Acórdão do Tribunal da Relação do Porto
Processo:
0330973
Nº Convencional: JTRP00036061
Relator: VIRIATO BERNARDO
Descritores: FALÊNCIA
RECLAMAÇÃO DE CRÉDITOS
CRÉDITO DA SEGURANÇA SOCIAL
HIPOTECA LEGAL
Nº do Documento: RP200303200330973
Data do Acordão: 03/20/2003
Votação: UNANIMIDADE
Tribunal Recorrido: T J OVAR
Texto Integral: S
Privacidade: 1
Meio Processual: .
Decisão: .
Área Temática: .
Legislação Nacional: CPEREF98 ART152.
Sumário: O artigo 152 do Código dos Processo Especiais de Recuperação de Empresas e de Falência de 1998 não abrange as hipotecas legais, continuando estas a poderem constituir créditos privilegiados.
Reclamações:
Decisão Texto Integral: Acordam no tribunal da Relação do Porto:

I - Nos autos de falência que pendem na comarca de ........., da empresa A.........., Lda, foi declarada a falência com a data de 12/06/02, e no período de trinta dias, fixado para apresentação das reclamações de créditos, vieram vários credores reclamar os seus créditos, como decorre de fls. 126 a 127 destes autos, para onde se remete.

Entre esses créditos contam-se, a par de um crédito laboral, um outro crédito do montante de € 125.196,82 do Instituto de Gestão Financeira da Segurança Social Delegação de .........., (doravante Instituto), proveniente de dívidas de contribuições e beneficiado com uma hipoteca legal.

Na graduação de créditos o Sr. Juiz entendeu que só o crédito reclamado pelo trabalhador José ..........., requerente da falência, beneficiaria de um privilégio especial (exceptuada a parte relativa a uma cláusula penal).

Os demais créditos, entre os quais o do Instituto, foram considerados créditos comuns.

Considerou-se, assim em síntese, que a hipoteca legal registada que favorece o Instituto não é atendível e não foi atendida como crédito privilegiado, por não se encontrar expressa na lei, não fazendo sentido deixar de fora do alcance do art. 152º do Código dos Processos Especiais de Recuperação de Empresa e Falência (CPEREF), as hipotecas legais de que beneficiam as instituições públicas, o que seria “retirar com uma das mãos o que dava com a outra”, citando Carvalho Fernandes e João Labareda.
──────
- **Tarefas propostas**:
A - Segundo o acórdão, qual era o montante do crédito reclamado pelo Instituto de Gestão Financeira da Segurança Social?
B - Dê continuidade ao acórdão sobre a hipoteca legal da Segurança Social, a partir da última frase apresentada.
Os registos não têm qualquer relevância para o que aqui se pede.
──────
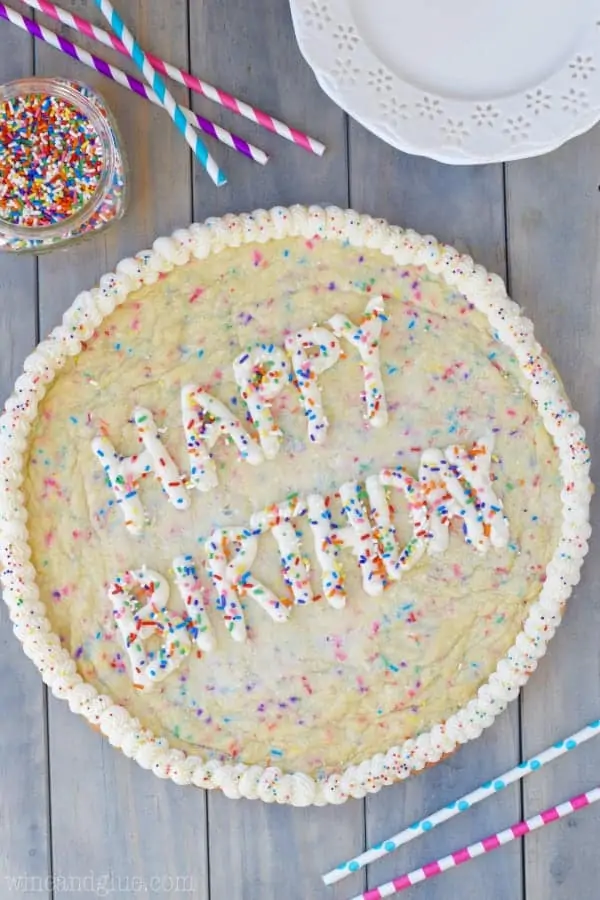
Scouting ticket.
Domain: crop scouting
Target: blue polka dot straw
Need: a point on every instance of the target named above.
(463, 803)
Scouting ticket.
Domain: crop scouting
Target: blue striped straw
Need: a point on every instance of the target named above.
(463, 803)
(160, 89)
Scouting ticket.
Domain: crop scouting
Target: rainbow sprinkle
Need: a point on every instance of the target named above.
(51, 160)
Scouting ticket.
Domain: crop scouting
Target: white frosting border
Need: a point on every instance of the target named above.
(27, 612)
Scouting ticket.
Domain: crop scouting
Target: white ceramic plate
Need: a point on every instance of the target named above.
(461, 81)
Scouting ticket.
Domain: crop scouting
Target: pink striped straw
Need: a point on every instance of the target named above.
(129, 81)
(436, 867)
(191, 81)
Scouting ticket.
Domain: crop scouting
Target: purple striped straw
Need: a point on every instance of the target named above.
(129, 81)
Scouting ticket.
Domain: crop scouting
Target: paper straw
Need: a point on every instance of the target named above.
(486, 845)
(191, 81)
(159, 87)
(128, 81)
(463, 803)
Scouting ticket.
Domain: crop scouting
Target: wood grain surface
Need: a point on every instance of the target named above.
(76, 817)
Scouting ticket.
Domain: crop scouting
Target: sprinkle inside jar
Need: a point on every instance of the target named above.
(51, 160)
(62, 167)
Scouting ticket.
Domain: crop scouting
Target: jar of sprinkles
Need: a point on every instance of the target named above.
(62, 165)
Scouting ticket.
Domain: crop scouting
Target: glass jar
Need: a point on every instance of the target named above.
(62, 165)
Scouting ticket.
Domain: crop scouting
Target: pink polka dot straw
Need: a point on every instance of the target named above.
(486, 845)
(463, 803)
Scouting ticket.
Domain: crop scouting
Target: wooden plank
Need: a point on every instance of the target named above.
(464, 207)
(272, 852)
(24, 832)
(554, 223)
(114, 824)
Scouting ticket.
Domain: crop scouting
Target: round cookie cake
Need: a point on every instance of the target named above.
(291, 504)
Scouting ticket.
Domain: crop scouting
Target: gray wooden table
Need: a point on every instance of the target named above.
(77, 819)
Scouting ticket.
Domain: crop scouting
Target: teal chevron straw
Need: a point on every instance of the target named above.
(463, 803)
(157, 84)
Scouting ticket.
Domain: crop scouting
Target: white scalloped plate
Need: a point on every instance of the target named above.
(460, 81)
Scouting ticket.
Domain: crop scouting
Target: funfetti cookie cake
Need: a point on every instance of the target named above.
(291, 504)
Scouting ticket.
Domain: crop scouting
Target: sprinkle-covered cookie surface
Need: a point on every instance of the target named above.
(318, 684)
(291, 504)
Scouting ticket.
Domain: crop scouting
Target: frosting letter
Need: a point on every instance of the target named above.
(417, 508)
(230, 554)
(195, 596)
(365, 337)
(124, 472)
(462, 487)
(139, 600)
(307, 367)
(205, 419)
(277, 519)
(261, 374)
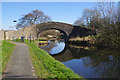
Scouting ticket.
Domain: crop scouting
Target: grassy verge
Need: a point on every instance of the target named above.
(46, 66)
(7, 49)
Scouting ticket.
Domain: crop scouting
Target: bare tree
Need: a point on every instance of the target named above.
(34, 17)
(79, 22)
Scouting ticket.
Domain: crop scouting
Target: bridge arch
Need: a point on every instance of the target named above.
(61, 31)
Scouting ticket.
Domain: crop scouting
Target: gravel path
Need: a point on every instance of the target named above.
(19, 65)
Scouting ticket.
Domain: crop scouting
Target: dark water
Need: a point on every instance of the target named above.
(88, 62)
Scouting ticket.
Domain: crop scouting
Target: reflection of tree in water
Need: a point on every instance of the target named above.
(104, 61)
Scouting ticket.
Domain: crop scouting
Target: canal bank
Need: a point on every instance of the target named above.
(47, 67)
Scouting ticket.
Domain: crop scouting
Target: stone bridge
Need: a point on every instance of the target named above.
(33, 31)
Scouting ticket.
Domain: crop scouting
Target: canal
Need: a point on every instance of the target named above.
(89, 62)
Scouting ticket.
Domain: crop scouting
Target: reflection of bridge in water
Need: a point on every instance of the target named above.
(72, 52)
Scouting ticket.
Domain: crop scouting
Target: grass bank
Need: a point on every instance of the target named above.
(7, 49)
(47, 67)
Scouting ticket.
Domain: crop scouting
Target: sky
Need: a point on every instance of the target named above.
(66, 12)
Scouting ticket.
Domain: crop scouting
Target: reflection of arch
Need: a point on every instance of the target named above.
(65, 33)
(63, 51)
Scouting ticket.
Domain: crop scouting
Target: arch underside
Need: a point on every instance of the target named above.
(61, 31)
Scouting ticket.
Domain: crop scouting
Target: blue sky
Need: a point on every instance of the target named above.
(66, 12)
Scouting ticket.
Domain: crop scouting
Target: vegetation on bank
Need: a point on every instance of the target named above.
(104, 19)
(7, 49)
(46, 66)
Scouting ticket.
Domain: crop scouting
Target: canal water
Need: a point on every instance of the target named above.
(88, 62)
──────
- **Lista de respostas**:
A - € 125.196,82.

B -
Nessa linha de raciocínio a graduação dos créditos foi feita pelo seguinte modo, na parte aqui relevante:

Quanto ao prédio rústico sito em ............., inscrito na matriz sob o art. 58 e descrito na Conservatória do Registo Predial de ........, sob o nº ......../...... (sobre o qual estava registada hipoteca legal em benefício do Instituto):
1º - O crédito do requerente da falência o trabalhador José ..........
2º - Os demais créditos – todos com excepção do anterior foram considerados comuns -, em paridade e sujeitos a rateio, na proporção devida, caso não seja possível a plena satisfação dos mesmos.

Não se considerou, pois, a hipoteca legal como constituindo um crédito privilegiado.

Inconformado com tal sentença dela apelou o Instituto apresentando alegações que remata com as seguintes conclusões:

1. O Apelante viu o seu crédito graduado como comum através de despacho de verificação e graduação de créditos proferido pelo Tribunal Judicial da Comarca de ......., invocando para o efeito o art. 152 do C.P.E.R.E.F..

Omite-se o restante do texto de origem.